Problem statement: Down to the last line, restate the records word for word, but not the pictures.

Input data:
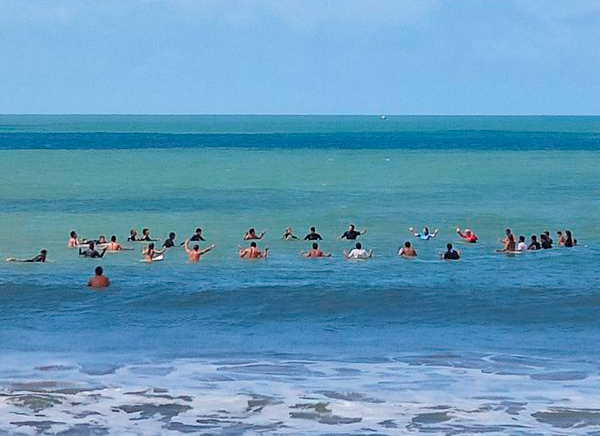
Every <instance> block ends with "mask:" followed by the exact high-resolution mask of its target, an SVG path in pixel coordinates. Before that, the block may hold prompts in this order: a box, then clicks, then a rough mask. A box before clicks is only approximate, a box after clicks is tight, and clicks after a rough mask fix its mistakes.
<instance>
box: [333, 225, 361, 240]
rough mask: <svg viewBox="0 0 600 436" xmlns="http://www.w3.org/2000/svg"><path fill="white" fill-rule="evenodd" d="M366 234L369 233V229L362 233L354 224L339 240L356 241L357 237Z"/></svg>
mask: <svg viewBox="0 0 600 436" xmlns="http://www.w3.org/2000/svg"><path fill="white" fill-rule="evenodd" d="M365 233H367V229H366V228H364V229H363V230H362V231H361V232H359V231H357V230H356V229H355V227H354V224H350V225H349V226H348V230H346V231H345V232H344V233H343V234H342V236H340V237H339V238H338V239H349V240H354V239H356V238H357V237H359V236H360V235H364V234H365Z"/></svg>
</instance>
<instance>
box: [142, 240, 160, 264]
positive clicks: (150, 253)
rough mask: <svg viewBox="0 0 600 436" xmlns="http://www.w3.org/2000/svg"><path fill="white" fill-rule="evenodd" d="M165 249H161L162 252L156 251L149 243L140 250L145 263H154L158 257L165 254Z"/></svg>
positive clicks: (159, 250) (150, 244) (156, 250)
mask: <svg viewBox="0 0 600 436" xmlns="http://www.w3.org/2000/svg"><path fill="white" fill-rule="evenodd" d="M165 250H166V249H165V248H163V249H162V250H156V249H155V248H154V243H152V242H151V243H150V244H148V246H147V247H144V249H143V250H142V254H143V255H144V259H143V260H144V261H145V262H152V261H154V260H155V259H156V258H157V257H158V256H160V255H161V254H163V253H164V252H165Z"/></svg>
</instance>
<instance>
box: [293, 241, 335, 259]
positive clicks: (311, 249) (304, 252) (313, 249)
mask: <svg viewBox="0 0 600 436" xmlns="http://www.w3.org/2000/svg"><path fill="white" fill-rule="evenodd" d="M300 255H301V256H304V257H331V253H325V252H323V250H321V249H320V248H319V244H317V243H316V242H313V245H312V248H311V249H310V250H309V251H306V252H305V251H300Z"/></svg>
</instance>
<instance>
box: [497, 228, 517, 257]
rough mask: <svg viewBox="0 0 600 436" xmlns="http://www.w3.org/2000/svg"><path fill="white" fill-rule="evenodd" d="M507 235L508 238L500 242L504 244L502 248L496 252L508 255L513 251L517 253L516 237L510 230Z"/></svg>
mask: <svg viewBox="0 0 600 436" xmlns="http://www.w3.org/2000/svg"><path fill="white" fill-rule="evenodd" d="M505 234H506V236H505V237H504V238H502V239H501V240H500V242H501V243H502V248H499V249H498V250H496V251H497V252H498V253H508V252H511V251H515V248H516V245H517V244H516V242H515V235H513V234H512V232H511V231H510V229H506V230H505Z"/></svg>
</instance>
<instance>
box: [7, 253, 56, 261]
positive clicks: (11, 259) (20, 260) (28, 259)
mask: <svg viewBox="0 0 600 436" xmlns="http://www.w3.org/2000/svg"><path fill="white" fill-rule="evenodd" d="M47 254H48V251H47V250H42V251H40V254H38V255H37V256H35V257H34V258H32V259H15V258H14V257H9V258H8V259H6V261H7V262H46V255H47Z"/></svg>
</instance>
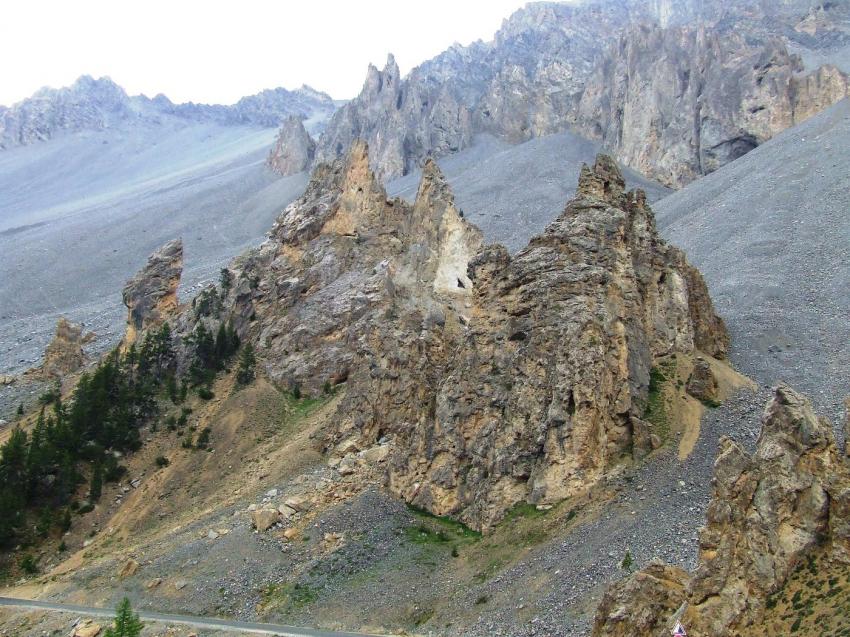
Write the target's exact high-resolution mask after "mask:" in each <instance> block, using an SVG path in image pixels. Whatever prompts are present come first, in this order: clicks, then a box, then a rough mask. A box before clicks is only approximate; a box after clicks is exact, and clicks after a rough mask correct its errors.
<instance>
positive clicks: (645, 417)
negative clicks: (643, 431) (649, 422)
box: [643, 361, 676, 444]
mask: <svg viewBox="0 0 850 637" xmlns="http://www.w3.org/2000/svg"><path fill="white" fill-rule="evenodd" d="M675 365H676V363H675V361H666V362H662V363H659V365H658V366H657V367H653V368H652V370H651V371H650V373H649V392H648V394H647V396H646V408H645V409H644V412H643V419H644V420H646V421H647V422H650V423H652V424H653V425H655V433H656V434H658V437H659V438H661V442H662V444H663V443H665V442H666V441H667V439H668V438H669V437H670V419H669V415H668V414H667V404H666V401H665V397H664V394H665V392H664V388H665V386H666V384H667V383H668V382H669V379H675V374H676V367H675Z"/></svg>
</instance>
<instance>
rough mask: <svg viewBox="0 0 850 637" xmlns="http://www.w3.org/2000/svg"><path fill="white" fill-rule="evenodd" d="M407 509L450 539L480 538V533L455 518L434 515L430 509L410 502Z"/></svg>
mask: <svg viewBox="0 0 850 637" xmlns="http://www.w3.org/2000/svg"><path fill="white" fill-rule="evenodd" d="M407 510H408V511H410V512H411V513H412V514H413V515H414V516H416V517H417V518H419V520H420V521H421V522H425V523H428V522H430V523H431V526H430V528H432V529H434V528H435V527H434V525H436V530H438V531H442V532H443V533H444V534H445V535H446V536H447V537H449V538H450V539H454V540H471V541H478V540H480V539H481V533H479V532H478V531H476V530H474V529H470V528H469V527H468V526H466V525H465V524H464V523H463V522H458V521H457V520H453V519H452V518H450V517H446V516H443V515H434V514H433V513H431V512H430V511H426V510H425V509H420V508H419V507H417V506H414V505H412V504H408V505H407ZM418 526H424V524H420V525H418ZM414 528H415V527H414Z"/></svg>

Result of the exercise:
Every <instance> block ends with "mask:" followed by the exact high-resolution mask of its target, an SVG path in pixel coordinates. Before that, the block may hold prompts in this order: a box, then clicks, then a rough mask. A box before clicks is only approximate, a box after clicks is tight, and clicks after a rough mask fix its mistakes.
<instance>
box: [333, 225, 361, 240]
rough mask: <svg viewBox="0 0 600 436" xmlns="http://www.w3.org/2000/svg"><path fill="white" fill-rule="evenodd" d="M366 234L369 233V229L362 233L354 224L339 240L356 241L357 237Z"/></svg>
mask: <svg viewBox="0 0 600 436" xmlns="http://www.w3.org/2000/svg"><path fill="white" fill-rule="evenodd" d="M365 233H367V229H366V228H364V229H363V230H362V231H361V232H359V231H357V230H356V229H355V227H354V224H350V225H349V226H348V230H346V231H345V232H344V233H343V234H342V236H340V237H339V238H338V239H349V240H354V239H356V238H357V237H359V236H360V235H364V234H365Z"/></svg>
</instance>
<instance>
box: [142, 240, 160, 264]
positive clicks: (150, 253)
rough mask: <svg viewBox="0 0 600 436" xmlns="http://www.w3.org/2000/svg"><path fill="white" fill-rule="evenodd" d="M165 249H161L162 252L156 251L149 243L140 250L145 263H154L158 257L165 254Z"/></svg>
positive clicks: (159, 250) (150, 244) (156, 250)
mask: <svg viewBox="0 0 600 436" xmlns="http://www.w3.org/2000/svg"><path fill="white" fill-rule="evenodd" d="M165 250H166V249H165V248H163V249H162V250H156V249H155V248H154V243H152V242H151V243H150V244H148V246H147V247H144V249H143V250H142V254H143V255H144V259H143V260H144V261H145V262H152V261H154V260H155V259H156V258H157V257H158V256H160V255H161V254H163V253H164V252H165Z"/></svg>
</instance>
<instance>
box: [293, 241, 335, 259]
positive clicks: (311, 249) (304, 252) (313, 249)
mask: <svg viewBox="0 0 600 436" xmlns="http://www.w3.org/2000/svg"><path fill="white" fill-rule="evenodd" d="M300 255H301V256H304V257H331V253H325V252H323V250H321V249H320V248H319V244H317V243H316V242H313V245H312V248H311V249H310V250H309V251H306V252H305V251H300Z"/></svg>
</instance>
<instance>
box: [497, 228, 517, 257]
rough mask: <svg viewBox="0 0 600 436" xmlns="http://www.w3.org/2000/svg"><path fill="white" fill-rule="evenodd" d="M507 235L508 238L500 242L504 244L502 248L496 252L508 255L513 251L517 253L516 237L510 230Z"/></svg>
mask: <svg viewBox="0 0 600 436" xmlns="http://www.w3.org/2000/svg"><path fill="white" fill-rule="evenodd" d="M505 234H506V236H505V237H504V238H502V239H501V240H500V242H501V243H502V248H499V249H498V250H496V251H497V252H498V253H508V252H511V251H515V248H516V245H517V244H516V242H515V235H513V234H512V232H511V231H510V229H506V230H505Z"/></svg>
</instance>
<instance>
box: [7, 253, 56, 261]
positive clicks: (11, 259) (20, 260) (28, 259)
mask: <svg viewBox="0 0 600 436" xmlns="http://www.w3.org/2000/svg"><path fill="white" fill-rule="evenodd" d="M47 254H48V251H47V250H42V251H40V254H38V255H37V256H35V257H34V258H32V259H15V258H14V257H9V258H8V259H6V261H7V262H46V255H47Z"/></svg>
</instance>
Write the target's exact high-resolution mask after "mask:" in each <instance> block, using an SVG path in image pixels. Whatever prompts are present come first, in this order: clicks, then a box, then a rough mask. A box before clicks is only approximate; a box after clicks is exact, and clicks after a rough mask correct its errors.
<instance>
positive clicks: (645, 417)
negative clicks: (643, 431) (649, 422)
box: [643, 361, 676, 444]
mask: <svg viewBox="0 0 850 637" xmlns="http://www.w3.org/2000/svg"><path fill="white" fill-rule="evenodd" d="M675 365H676V363H675V361H666V362H662V363H659V365H658V366H657V367H653V368H652V370H651V371H650V373H649V392H648V394H647V396H646V408H645V409H644V412H643V419H644V420H646V421H647V422H650V423H652V424H653V425H655V433H656V434H658V437H659V438H661V442H662V444H663V443H665V442H666V441H667V439H668V438H669V437H670V419H669V415H668V414H667V404H666V401H665V397H664V394H665V392H664V388H665V386H666V384H667V383H668V382H669V379H675V374H676V367H675Z"/></svg>
</instance>
<instance>
rough mask: <svg viewBox="0 0 850 637" xmlns="http://www.w3.org/2000/svg"><path fill="white" fill-rule="evenodd" d="M407 509L450 539L480 538V533L455 518L434 515L430 509L410 502Z"/></svg>
mask: <svg viewBox="0 0 850 637" xmlns="http://www.w3.org/2000/svg"><path fill="white" fill-rule="evenodd" d="M407 510H408V511H410V512H411V513H412V514H413V515H414V516H416V517H417V518H419V520H420V521H421V522H425V523H428V522H430V523H431V526H430V528H432V529H434V528H435V527H434V525H436V530H438V531H442V532H443V533H444V534H445V535H446V536H447V537H449V538H450V539H454V540H471V541H478V540H480V539H481V533H479V532H478V531H476V530H474V529H470V528H469V527H468V526H466V525H465V524H464V523H463V522H458V521H457V520H453V519H452V518H450V517H446V516H443V515H434V514H433V513H431V512H430V511H426V510H425V509H420V508H419V507H417V506H414V505H412V504H408V505H407ZM418 526H424V524H420V525H418ZM414 528H415V527H414Z"/></svg>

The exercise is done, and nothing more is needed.